TASK GOAL:
Write out exactly, with no other output, the lines below from the one that contains "Where can the central" through the end.
━━━━━━━━━━━━━━━━
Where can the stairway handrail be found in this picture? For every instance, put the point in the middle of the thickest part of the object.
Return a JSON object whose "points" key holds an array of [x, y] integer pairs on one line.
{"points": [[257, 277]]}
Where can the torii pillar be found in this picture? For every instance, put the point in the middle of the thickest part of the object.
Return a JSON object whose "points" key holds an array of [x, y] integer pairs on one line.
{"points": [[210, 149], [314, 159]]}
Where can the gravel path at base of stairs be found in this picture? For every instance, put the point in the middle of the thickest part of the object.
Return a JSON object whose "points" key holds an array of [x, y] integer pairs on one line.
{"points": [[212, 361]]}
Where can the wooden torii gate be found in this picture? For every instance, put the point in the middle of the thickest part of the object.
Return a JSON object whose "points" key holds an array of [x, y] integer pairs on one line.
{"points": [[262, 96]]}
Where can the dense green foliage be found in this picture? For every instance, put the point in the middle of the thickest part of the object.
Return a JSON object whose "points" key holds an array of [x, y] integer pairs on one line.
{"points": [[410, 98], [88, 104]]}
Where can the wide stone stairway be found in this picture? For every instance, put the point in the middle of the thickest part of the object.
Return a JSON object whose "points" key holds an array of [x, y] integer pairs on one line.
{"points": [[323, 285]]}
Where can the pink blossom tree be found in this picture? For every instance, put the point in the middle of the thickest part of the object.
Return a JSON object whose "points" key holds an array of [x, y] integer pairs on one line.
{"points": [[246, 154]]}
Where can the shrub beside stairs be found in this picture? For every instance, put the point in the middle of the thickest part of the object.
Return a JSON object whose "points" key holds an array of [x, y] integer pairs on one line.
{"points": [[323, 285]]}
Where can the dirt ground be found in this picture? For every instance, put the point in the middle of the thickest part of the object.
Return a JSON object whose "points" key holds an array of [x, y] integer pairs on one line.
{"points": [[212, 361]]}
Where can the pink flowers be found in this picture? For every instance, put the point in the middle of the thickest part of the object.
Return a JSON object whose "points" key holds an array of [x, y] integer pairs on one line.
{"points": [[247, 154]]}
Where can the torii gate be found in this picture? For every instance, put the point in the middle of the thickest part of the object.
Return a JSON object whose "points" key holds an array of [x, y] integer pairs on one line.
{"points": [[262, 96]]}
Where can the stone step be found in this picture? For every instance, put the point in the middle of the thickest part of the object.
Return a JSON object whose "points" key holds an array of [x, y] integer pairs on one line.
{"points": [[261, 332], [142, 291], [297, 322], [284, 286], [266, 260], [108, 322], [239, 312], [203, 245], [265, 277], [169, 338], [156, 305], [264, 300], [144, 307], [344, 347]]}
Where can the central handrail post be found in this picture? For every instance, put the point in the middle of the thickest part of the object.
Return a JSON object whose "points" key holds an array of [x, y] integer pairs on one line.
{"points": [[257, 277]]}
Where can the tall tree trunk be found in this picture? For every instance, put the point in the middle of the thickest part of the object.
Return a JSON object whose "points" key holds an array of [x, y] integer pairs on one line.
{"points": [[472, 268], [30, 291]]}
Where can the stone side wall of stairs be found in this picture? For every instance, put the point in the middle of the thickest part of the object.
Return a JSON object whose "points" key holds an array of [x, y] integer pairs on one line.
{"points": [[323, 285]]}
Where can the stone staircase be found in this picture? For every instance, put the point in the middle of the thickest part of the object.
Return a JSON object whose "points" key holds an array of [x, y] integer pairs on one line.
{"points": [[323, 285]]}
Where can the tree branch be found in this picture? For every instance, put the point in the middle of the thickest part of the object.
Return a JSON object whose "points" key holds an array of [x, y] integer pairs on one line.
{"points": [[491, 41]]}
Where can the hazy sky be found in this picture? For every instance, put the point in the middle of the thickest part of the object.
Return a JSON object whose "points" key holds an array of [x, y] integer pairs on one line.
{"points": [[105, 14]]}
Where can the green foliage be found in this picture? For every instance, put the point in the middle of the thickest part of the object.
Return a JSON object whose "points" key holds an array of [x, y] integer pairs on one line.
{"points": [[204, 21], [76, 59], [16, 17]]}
━━━━━━━━━━━━━━━━
COMPLETE RESPONSE:
Where can the central handrail post be found in this picture? For every instance, put the point in the middle of the thickest part of the object.
Return a JSON object whose "points" key holds an array of [x, y] integer pairs on one line.
{"points": [[257, 277]]}
Where can the tall tree trunk be found in this picture? For every instance, put the point in the middle of the thickest part of the object.
Return a JSON object whose "points" key holds an array of [x, y] integer pairs on one line.
{"points": [[472, 268], [30, 291]]}
Where can the stone side wall of stairs be found in this picture? For every instance, put the point in the middle of the thickest part of the object.
Return a JSON object whose "points" key holds an array of [x, y] integer pairs on one line.
{"points": [[323, 285]]}
Where can the stone staircase be found in this picture? For every instance, put the point in the middle of the thickest part of the object.
Return a JSON object whose "points" key holds an array of [x, y] integer pairs on one line.
{"points": [[323, 285]]}
Where can the tree branch be found in this picture? For every instance, put the point in the middle of the thickest part of the object.
Return a JSON object whose "points" key holds an array of [x, y] integer pairs on one line.
{"points": [[491, 41]]}
Where can the hazy sky be found in this picture? For every instance, put the point in the middle of the thickest part of the object.
Return a JSON object whose "points" key holds an array of [x, y] integer pairs on one line.
{"points": [[105, 14]]}
Where can the green foliage be found in this picture? For every instance, put the point in the middle of the thickest part of the object.
Return a JSON object whose "points" key holds an array of [x, y] integer pairs on one line.
{"points": [[204, 21], [76, 59], [16, 17]]}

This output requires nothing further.